* [WHAT YOU NEED TO DO]
Rewrite the listing from the line containing "the snow patch" through its end, inclusive, with "wildlife tally" replaced by "terrain survey" and everything else unchanged.

* [RECORD LIST]
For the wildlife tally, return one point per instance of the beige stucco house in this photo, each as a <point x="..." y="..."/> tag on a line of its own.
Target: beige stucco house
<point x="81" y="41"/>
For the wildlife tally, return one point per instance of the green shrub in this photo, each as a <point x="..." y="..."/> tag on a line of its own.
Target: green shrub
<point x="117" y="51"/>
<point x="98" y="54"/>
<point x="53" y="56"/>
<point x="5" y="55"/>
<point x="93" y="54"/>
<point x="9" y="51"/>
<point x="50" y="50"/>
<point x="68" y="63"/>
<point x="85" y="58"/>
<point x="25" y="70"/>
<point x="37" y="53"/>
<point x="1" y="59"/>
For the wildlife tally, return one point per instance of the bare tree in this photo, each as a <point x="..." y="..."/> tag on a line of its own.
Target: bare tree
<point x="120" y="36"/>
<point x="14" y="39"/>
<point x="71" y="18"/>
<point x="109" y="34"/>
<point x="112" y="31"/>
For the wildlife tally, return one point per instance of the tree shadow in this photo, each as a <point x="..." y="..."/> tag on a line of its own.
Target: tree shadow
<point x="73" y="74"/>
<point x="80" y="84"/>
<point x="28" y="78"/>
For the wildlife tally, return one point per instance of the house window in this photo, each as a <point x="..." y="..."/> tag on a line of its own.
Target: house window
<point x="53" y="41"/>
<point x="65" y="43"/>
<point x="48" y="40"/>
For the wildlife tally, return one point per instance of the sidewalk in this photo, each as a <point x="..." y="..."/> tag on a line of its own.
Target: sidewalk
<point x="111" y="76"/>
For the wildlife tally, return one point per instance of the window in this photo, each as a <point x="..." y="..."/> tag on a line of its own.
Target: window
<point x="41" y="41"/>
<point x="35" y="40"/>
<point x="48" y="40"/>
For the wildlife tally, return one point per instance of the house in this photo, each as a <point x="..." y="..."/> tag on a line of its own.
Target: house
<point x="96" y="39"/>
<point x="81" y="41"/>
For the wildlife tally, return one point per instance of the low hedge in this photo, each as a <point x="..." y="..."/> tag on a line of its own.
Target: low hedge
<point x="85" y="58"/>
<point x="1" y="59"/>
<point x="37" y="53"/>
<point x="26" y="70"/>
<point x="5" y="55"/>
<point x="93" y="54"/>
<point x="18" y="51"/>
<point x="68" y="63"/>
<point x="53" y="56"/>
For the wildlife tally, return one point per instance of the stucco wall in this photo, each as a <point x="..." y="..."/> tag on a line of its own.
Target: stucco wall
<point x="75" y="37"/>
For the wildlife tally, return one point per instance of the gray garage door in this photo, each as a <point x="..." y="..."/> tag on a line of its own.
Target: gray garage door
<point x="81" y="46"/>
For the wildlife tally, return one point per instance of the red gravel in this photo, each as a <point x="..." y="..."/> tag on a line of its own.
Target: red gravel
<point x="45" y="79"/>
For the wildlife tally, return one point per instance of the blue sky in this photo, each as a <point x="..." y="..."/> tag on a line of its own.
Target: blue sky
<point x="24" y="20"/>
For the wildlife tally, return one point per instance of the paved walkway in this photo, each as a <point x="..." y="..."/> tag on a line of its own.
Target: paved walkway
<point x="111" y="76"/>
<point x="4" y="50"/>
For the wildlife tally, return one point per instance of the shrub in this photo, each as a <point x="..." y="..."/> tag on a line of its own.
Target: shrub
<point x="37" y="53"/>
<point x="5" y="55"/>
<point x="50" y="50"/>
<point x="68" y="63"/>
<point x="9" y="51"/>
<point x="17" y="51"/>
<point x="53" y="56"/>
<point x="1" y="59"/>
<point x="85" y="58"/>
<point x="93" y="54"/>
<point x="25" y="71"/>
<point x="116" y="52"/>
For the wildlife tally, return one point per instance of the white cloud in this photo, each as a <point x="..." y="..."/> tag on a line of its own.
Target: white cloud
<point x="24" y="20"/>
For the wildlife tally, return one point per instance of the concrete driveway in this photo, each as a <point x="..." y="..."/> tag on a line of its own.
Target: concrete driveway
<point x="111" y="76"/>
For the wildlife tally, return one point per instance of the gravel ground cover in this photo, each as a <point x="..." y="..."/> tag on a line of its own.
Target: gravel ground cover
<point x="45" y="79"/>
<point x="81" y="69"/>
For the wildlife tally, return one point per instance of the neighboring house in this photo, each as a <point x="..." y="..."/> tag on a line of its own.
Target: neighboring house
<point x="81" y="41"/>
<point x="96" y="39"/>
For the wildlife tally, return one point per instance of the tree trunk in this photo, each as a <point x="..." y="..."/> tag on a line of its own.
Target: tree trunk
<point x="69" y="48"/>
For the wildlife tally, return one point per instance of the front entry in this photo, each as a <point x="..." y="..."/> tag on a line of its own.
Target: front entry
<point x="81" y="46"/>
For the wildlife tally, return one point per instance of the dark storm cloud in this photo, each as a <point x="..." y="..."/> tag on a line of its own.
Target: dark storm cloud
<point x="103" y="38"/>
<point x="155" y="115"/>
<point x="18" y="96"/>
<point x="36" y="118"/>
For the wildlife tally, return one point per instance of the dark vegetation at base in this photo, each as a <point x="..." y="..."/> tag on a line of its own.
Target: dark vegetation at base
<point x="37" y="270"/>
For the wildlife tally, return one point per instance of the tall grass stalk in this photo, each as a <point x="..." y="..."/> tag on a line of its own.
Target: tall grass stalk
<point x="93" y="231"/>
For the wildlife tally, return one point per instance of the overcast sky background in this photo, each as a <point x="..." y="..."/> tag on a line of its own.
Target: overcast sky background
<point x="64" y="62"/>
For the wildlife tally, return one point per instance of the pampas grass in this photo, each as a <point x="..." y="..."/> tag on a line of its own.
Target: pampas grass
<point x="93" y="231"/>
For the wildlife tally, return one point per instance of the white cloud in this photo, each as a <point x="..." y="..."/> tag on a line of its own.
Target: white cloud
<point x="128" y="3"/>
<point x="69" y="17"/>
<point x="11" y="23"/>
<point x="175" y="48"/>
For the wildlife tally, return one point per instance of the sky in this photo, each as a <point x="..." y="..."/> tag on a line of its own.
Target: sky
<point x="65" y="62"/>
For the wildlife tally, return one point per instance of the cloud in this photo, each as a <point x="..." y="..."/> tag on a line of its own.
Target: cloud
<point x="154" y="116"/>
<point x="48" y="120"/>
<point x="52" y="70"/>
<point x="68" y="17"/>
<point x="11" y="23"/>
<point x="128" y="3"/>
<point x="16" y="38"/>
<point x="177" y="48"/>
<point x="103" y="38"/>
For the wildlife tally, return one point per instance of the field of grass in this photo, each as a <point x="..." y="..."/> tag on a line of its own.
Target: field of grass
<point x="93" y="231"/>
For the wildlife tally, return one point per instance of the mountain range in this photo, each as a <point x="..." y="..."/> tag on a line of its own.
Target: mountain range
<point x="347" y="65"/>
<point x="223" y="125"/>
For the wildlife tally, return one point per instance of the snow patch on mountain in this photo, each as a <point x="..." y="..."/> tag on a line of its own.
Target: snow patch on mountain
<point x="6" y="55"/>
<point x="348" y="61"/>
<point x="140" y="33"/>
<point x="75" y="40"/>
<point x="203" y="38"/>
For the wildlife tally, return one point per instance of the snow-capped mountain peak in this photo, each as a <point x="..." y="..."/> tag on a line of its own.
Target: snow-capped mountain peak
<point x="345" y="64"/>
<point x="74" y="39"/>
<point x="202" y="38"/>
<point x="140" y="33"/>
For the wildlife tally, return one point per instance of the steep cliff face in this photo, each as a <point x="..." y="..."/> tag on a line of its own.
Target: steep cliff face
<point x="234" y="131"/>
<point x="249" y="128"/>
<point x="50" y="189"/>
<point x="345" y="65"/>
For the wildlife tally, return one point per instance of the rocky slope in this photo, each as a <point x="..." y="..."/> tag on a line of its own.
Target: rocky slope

* [ANSWER FOR THIS EXERCISE]
For the terrain survey, return one point per instance of the snow patch on mountain in this photo, each as a <point x="..." y="..."/> tag on a line of its own.
Target: snow patch on mountain
<point x="6" y="55"/>
<point x="348" y="61"/>
<point x="140" y="33"/>
<point x="75" y="40"/>
<point x="203" y="38"/>
For the terrain survey, return one point per instance of the snow-capped mountain peak in this photo, each as a <point x="..." y="..."/> tag on a line of its own.
Target: snow-capped mountain peak
<point x="345" y="64"/>
<point x="74" y="39"/>
<point x="202" y="38"/>
<point x="140" y="33"/>
For the terrain survey, return one point per instance of the steep cliff face in this photo, each as a <point x="..." y="..."/> tag on a line of its own.
Target: steep cliff face
<point x="234" y="131"/>
<point x="249" y="128"/>
<point x="50" y="189"/>
<point x="345" y="65"/>
For the terrain survey, return one point per instance of the rocky slope in this photo, each as a <point x="..." y="..."/> tag on a line of its own.
Target: rocky slope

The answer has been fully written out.